§ To do
1. Print the stretch of the Thai election extract from "Medical societies in" through "country’s highest law.", copying it word for word.
2. Give what follows in the passage on Thai medical groups and the February 2 election, starting after its last sentence.

Medical societies in Thailand are practically split in half, with some members backing the February 2 election and some standing against.
Dr Peesadej Sammanant, who leads the “Friend of Democracy” group, said he and his colleagues would cast votes on Sunday in a bid to protect and exercise their rights. The group is made up of some 700 medical workers including physicians, pharmacists and healthcare workers.
“Every citizen has the right to choose a party or candidate that they like. They may not vote for anybody, but that is their right,” he said.
Peesadej, who is a physician at Chiang Mai’s Nakornping Hospital, said he agreed with the People’s Democratic Reform Committee’s movement to reform society and get rid of inequalities, but he said these changes should comply with the Constitution, which is the country’s highest law.
“Even though I agree with them, I want to protect the democratic process,” he said.

§ Entries supplied
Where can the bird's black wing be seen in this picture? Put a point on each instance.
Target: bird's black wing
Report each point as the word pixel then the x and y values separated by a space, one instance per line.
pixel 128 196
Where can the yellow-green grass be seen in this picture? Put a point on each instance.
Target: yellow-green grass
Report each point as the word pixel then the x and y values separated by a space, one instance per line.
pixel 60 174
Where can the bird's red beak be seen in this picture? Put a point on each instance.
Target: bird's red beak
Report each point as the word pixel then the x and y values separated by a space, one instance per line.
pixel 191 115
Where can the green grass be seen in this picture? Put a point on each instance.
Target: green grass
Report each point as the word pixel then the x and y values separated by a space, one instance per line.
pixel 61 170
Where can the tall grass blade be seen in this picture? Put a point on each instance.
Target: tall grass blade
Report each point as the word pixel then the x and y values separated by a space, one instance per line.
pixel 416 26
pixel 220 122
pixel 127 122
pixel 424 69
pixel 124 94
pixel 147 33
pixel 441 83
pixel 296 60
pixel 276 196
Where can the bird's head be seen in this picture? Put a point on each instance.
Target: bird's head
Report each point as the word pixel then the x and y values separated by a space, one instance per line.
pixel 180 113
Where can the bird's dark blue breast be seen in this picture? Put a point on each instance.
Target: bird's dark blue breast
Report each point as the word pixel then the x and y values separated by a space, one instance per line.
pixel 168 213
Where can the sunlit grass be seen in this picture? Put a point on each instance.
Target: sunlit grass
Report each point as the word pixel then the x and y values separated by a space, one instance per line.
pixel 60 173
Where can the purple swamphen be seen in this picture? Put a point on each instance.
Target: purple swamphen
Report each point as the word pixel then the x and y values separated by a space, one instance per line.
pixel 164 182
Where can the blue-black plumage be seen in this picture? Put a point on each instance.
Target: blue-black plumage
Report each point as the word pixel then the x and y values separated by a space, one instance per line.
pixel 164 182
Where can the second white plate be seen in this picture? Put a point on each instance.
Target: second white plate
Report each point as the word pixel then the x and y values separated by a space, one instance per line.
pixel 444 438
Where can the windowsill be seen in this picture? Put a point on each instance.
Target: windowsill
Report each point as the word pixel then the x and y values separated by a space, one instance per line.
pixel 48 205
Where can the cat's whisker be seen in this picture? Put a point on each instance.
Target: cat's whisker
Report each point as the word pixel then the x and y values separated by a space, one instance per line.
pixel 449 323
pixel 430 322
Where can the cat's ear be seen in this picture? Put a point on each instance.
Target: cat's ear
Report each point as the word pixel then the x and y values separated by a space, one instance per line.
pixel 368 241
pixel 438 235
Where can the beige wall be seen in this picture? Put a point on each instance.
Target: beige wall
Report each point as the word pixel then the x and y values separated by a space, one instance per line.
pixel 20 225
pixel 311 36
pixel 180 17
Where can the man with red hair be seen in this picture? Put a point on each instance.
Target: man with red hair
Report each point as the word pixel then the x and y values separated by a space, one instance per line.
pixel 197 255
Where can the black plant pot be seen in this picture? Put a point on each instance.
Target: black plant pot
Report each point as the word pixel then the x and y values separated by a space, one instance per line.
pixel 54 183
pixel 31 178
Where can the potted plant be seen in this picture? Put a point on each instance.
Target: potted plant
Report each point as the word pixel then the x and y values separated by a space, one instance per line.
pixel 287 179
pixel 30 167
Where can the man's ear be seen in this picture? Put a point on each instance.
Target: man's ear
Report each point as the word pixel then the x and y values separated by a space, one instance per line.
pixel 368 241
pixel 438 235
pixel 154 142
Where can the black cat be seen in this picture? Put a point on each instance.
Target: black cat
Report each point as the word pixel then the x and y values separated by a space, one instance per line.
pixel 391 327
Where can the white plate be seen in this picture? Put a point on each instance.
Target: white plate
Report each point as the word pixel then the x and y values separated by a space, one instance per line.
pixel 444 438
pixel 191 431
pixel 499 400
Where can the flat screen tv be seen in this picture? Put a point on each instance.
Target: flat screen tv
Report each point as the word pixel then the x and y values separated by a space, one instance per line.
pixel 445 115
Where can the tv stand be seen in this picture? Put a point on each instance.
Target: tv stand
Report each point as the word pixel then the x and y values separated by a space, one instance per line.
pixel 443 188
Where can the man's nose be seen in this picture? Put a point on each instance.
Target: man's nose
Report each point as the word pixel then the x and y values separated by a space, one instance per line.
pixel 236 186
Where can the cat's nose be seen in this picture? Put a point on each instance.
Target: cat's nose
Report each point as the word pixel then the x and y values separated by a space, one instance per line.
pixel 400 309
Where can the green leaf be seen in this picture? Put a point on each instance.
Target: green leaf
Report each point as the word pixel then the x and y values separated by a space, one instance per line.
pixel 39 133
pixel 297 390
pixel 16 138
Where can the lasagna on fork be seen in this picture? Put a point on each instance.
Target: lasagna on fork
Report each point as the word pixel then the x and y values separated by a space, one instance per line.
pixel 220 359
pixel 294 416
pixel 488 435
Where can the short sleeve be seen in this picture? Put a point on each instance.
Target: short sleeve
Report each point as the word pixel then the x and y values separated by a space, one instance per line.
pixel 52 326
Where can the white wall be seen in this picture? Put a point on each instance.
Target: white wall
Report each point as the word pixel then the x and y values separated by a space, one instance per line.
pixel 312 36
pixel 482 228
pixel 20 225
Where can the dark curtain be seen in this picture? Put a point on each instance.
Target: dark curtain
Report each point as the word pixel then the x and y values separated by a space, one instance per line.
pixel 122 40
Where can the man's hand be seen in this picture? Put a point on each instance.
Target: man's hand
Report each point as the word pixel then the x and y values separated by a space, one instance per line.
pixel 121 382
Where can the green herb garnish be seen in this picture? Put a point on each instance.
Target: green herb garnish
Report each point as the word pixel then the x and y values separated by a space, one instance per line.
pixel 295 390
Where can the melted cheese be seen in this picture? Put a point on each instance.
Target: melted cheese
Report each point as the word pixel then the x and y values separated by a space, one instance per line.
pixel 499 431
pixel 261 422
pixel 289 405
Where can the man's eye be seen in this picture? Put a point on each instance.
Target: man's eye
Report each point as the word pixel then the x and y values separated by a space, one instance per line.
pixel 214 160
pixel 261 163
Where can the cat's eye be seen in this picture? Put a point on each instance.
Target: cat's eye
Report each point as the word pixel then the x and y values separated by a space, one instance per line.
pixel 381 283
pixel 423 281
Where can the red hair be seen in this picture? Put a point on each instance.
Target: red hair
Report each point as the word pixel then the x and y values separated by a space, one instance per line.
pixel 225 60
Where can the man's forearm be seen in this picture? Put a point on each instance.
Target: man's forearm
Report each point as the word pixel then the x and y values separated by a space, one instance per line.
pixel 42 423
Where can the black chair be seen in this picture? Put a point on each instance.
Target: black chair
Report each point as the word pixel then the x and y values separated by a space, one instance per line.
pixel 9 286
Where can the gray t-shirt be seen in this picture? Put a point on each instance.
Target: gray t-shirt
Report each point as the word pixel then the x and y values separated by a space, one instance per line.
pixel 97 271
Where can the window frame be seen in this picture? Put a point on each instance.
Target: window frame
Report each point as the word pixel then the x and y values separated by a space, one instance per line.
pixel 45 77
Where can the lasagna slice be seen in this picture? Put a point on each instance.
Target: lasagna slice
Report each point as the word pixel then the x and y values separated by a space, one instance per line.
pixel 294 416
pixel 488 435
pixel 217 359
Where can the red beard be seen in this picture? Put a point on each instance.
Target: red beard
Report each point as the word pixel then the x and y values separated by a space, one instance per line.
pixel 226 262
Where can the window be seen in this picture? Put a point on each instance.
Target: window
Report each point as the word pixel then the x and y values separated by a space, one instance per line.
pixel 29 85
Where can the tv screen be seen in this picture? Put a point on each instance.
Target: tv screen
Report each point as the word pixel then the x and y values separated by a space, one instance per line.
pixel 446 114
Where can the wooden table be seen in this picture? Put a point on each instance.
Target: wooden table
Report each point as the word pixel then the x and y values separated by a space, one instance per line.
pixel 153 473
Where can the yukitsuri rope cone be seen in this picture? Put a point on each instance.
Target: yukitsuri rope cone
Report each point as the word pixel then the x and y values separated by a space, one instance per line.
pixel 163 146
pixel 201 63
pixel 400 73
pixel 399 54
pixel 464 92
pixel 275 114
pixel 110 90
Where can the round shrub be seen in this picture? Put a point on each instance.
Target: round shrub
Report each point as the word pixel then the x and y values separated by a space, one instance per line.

§ Expected results
1.
Medical societies in Thailand are practically split in half, with some members backing the February 2 election and some standing against.
Dr Peesadej Sammanant, who leads the “Friend of Democracy” group, said he and his colleagues would cast votes on Sunday in a bid to protect and exercise their rights. The group is made up of some 700 medical workers including physicians, pharmacists and healthcare workers.
“Every citizen has the right to choose a party or candidate that they like. They may not vote for anybody, but that is their right,” he said.
Peesadej, who is a physician at Chiang Mai’s Nakornping Hospital, said he agreed with the People’s Democratic Reform Committee’s movement to reform society and get rid of inequalities, but he said these changes should comply with the Constitution, which is the country’s highest law.

2.
He advised medical workers to not involve their medical institutes or hospitals in the political battle, adding that medical institutions should remain neutral as every medical worker’s duty is to provide care and save lives no matter who a patient supports.
However, another group of medical workers held a candlelight vigil at the Public Health Ministry as a symbol of protest against the election.
The group, known as the “Public Health Society”, issued a statement saying its members would not cast a vote on Sunday. The statement also said the election was not legitimate and that they wanted reforms to be put in place first.
The society is comprised of various clubs and agencies under the Public Health Ministry, four medical schools and seven medical organisations.